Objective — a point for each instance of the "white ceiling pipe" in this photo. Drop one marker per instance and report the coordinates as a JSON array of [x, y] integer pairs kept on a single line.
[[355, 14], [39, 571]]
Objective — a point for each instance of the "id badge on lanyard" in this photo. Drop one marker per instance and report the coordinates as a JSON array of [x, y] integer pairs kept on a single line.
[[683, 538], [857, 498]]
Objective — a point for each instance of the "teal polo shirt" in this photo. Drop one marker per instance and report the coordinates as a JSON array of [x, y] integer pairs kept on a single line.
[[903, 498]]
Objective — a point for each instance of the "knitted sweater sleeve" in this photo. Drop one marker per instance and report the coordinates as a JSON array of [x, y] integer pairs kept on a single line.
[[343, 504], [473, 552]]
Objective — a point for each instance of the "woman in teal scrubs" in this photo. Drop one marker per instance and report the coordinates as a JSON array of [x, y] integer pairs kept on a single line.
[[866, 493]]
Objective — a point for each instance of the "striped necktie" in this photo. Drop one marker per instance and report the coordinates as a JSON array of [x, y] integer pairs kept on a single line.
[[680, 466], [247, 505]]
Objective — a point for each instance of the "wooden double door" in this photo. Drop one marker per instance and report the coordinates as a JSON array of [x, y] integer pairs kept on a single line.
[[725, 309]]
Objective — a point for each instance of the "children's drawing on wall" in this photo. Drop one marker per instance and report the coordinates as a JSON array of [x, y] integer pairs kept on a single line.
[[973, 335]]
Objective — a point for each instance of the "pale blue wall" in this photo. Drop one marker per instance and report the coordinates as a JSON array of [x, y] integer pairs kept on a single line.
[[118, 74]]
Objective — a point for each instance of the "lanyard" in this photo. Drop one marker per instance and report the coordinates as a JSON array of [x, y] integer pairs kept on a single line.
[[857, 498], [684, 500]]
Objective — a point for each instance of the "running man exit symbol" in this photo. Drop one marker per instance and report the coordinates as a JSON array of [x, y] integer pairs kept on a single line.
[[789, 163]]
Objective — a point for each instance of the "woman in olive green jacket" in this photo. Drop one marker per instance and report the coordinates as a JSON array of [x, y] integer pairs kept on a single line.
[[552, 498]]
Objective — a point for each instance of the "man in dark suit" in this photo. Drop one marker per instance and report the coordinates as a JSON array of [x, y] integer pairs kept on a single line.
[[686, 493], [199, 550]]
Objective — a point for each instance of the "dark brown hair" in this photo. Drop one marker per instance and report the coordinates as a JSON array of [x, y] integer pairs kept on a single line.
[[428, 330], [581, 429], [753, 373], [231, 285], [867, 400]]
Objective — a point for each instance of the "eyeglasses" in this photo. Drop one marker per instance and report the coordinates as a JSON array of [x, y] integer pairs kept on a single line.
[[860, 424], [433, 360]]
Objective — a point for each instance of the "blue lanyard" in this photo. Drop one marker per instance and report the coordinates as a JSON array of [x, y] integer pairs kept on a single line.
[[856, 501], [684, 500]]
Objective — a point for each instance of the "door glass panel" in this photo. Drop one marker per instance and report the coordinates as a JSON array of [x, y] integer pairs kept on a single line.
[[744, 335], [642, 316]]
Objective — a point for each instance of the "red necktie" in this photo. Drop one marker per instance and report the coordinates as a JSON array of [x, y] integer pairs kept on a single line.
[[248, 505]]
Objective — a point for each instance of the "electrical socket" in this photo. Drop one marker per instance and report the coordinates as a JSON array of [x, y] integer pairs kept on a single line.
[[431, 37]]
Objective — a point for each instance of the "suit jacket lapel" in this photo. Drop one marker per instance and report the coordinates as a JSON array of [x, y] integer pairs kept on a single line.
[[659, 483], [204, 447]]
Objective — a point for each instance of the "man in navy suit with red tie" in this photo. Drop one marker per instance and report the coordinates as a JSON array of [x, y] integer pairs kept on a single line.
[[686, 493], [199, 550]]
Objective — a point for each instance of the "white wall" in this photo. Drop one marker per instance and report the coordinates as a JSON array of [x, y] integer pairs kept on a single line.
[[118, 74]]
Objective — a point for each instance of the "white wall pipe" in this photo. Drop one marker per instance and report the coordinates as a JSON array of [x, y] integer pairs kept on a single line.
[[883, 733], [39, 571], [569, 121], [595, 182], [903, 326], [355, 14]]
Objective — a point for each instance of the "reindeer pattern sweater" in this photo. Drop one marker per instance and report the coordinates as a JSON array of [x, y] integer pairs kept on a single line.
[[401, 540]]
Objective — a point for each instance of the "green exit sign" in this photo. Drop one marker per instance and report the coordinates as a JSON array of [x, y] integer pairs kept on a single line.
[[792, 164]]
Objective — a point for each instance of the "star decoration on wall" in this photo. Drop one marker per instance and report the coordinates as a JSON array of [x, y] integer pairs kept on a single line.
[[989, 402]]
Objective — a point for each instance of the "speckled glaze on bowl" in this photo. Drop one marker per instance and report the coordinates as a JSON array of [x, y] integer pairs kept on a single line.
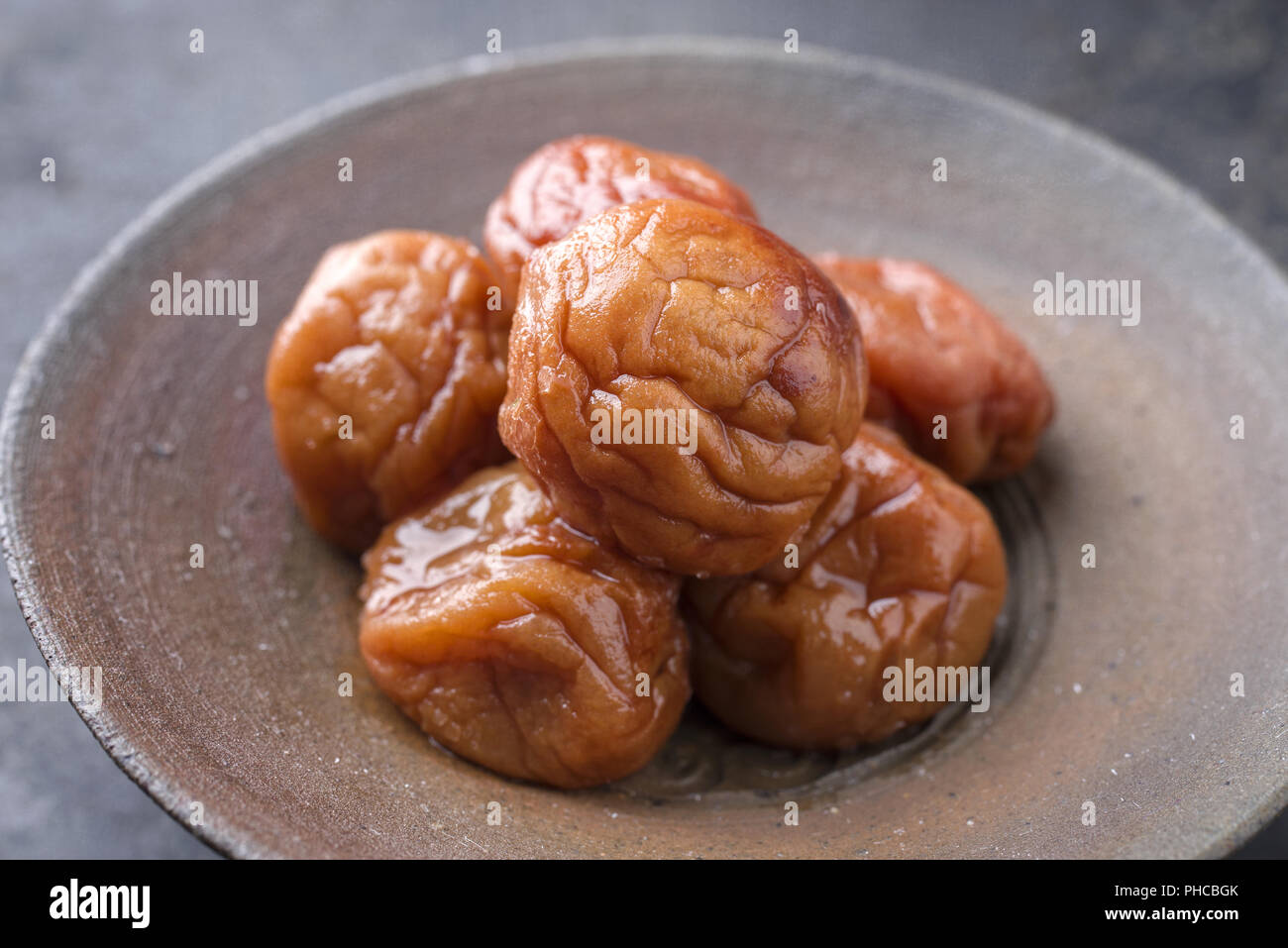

- [TASK GOAL]
An exact copy of the material above is required, minus its images.

- [RESPONSE TO THIS EXERCISE]
Objective — a point for each instance of the "white ceiling pipe" in this photo. Drop one marker per instance and report the coordinates as a JSON array of [x, y] integer pairs kept on a single line.
[[355, 14], [39, 571]]
Objective — a point for each instance of the "id badge on lanyard" in this photo. Drop one marker per instance and report the coordinates as a JSON array of [x, y] integer pairs kept on a single line.
[[683, 538], [857, 498]]
Objective — a point for each instance of the "teal polo shirt" in this photo. Drop one marker per instance and report the coordinates as a JSON array of [x, y] integer pairs kept on a single line.
[[903, 498]]
Objective — a point for each instance of the "knitted sweater sleeve" in this photo. Drop one marker per instance and report the coordinates as a JSON array of [x, y] integer pairs kept on a single line.
[[343, 504], [473, 552]]
Objective — a point for each instance of the "woman in teal scrubs" in this photo. Drop one marker per instance and report the coordinates as a JSON array of [x, y] integer pairs kept on a single line.
[[866, 493]]
Objective — a point for each instance of the "striped necktie" in this photo. Drop one marker per instance and report the coordinates as a JSON array of [x, y] integer pairs kept on a single line.
[[680, 466], [247, 505]]
Objective — a point for each instance of the "wooden double door" in this photo. Drop one marker per instance and report the coordinates as a JSON array of [x, y] integer pairs kept on a single line.
[[725, 309]]
Objective — a point for each instance of the "children's drawing on wall" in this photo. Drop one marker per instance and report the coordinates as a JSON array of [x, y] integer pairs kept on a single line.
[[973, 335]]
Objective — a point for each instance of the "pale blue wall" in this photo. Drop one marker per instance and report the coordinates as a JSON array of [x, y] integer pairs kept on a single line.
[[118, 74]]
Objective — a point for each instance of the "lanyard" in this photo. Drop one marker per instance and report the coordinates as a JSON array of [x, y] integer pairs kept on a single line.
[[857, 498], [684, 500]]
Objective — a point for each instance of the "running man exit symbol" in this photo. Drop one marker per instance and report the coordinates as a JSON array of [x, y] integer pairs kept on a single line.
[[789, 163]]
Objective — a point for each instance of the "woman in olive green jacket" in this photo. Drop one marker per instance and report the coordinates as a JSON array of [x, y] integer pairs kept on a single line.
[[552, 498]]
Objective — a point for each instance of the "man in dark suit" in this photo. Drop one marker per instance and report the coordinates as a JSON array of [x, y] integer pairs kept on a single line.
[[686, 493], [199, 550]]
Objective — a point for each instance of the "dark brown hair" in this photo. Drop one marker per instance and report the coordinates as a JSON array of [x, y] integer pairs kept on a single line.
[[428, 330], [581, 429], [753, 373], [231, 285], [867, 400]]
Objective — a point for each instance of the "eyeglasses" in this photo. Drop one marker per instance and report the coordinates as a JSON array of [x, y] integer pairs kept on a single line.
[[860, 424], [433, 360]]
Objective — a point for each instance of the "blue lanyard" in this photo. Drop one marker per instance and report the coordinates as a JSON array of [x, y] integer pairs kept on a single line.
[[856, 501], [684, 500]]
Objective — a point for each instance of the "door glass panel" in this photo. Drop one marker per instance and report the coordinates as a JSON array of [x, y] integer pairs kept on a single line.
[[744, 335], [642, 316]]
Objective — a point for each instance of the "red necktie" in this photo. Drop one marker per instance and report the coordinates as a JSON array of [x, y] integer pairs kept on a single line.
[[248, 505]]
Objective — a point for each instance of the "electrical socket" in this photo. Drop one marker per instance and report the coordinates as a JSON array of [x, y] integer pairs kept on a single line.
[[431, 37]]
Objective — a point for each instance of the "suit jacket lapel" in this photo. Drop one marker per instance and report the coordinates as a JSON array of [x, y] integer pairs kept on a single line.
[[659, 483], [204, 447]]
Objective — a point for each instance of the "man in navy suit with red tie" in this photo. Drop one marker per instance and report the coordinates as a JSON array of [x, y] integer pairs kept on a single line.
[[686, 493], [199, 550]]
Objective — a point for each instance of the "white wall" in this photo. Drop one marker per instance and report the coordinates as a JSON array of [x, y] integer pairs kept on a single line.
[[118, 74]]
Objective — a point for each instance of the "white wall pipe" in this photo. Drop one marker per instance and report the coordinates as a JSON array of [x, y] integer pairs kept on a single line.
[[883, 733], [39, 571], [569, 121], [595, 182], [903, 326], [355, 14]]
Objective — a point for each instance of the "reindeer pattern sweater" in this photo. Drop one marker per instance and report the coordinates as a JSON array of [x, y] integer pairs kept on a single line.
[[401, 540]]
Objective — a point for each instance of the "green exit sign" in this photo. Drop one marker per instance and report the coordinates as a JSON array of [x, y] integer pairs kept on a single line.
[[792, 164]]
Objective — a point for each instance of the "star decoration on wall" in this photo. Drop one marker per instance and report the coordinates as a JSON array of [x, y] integer pairs kept on a single line.
[[989, 402]]
Objective — a point for each instance of the "speckled glaze on bowl" in this photo. Drop one marker per instance and report the coordinates as a JSON array of [x, y] integer pairs kept on a single line.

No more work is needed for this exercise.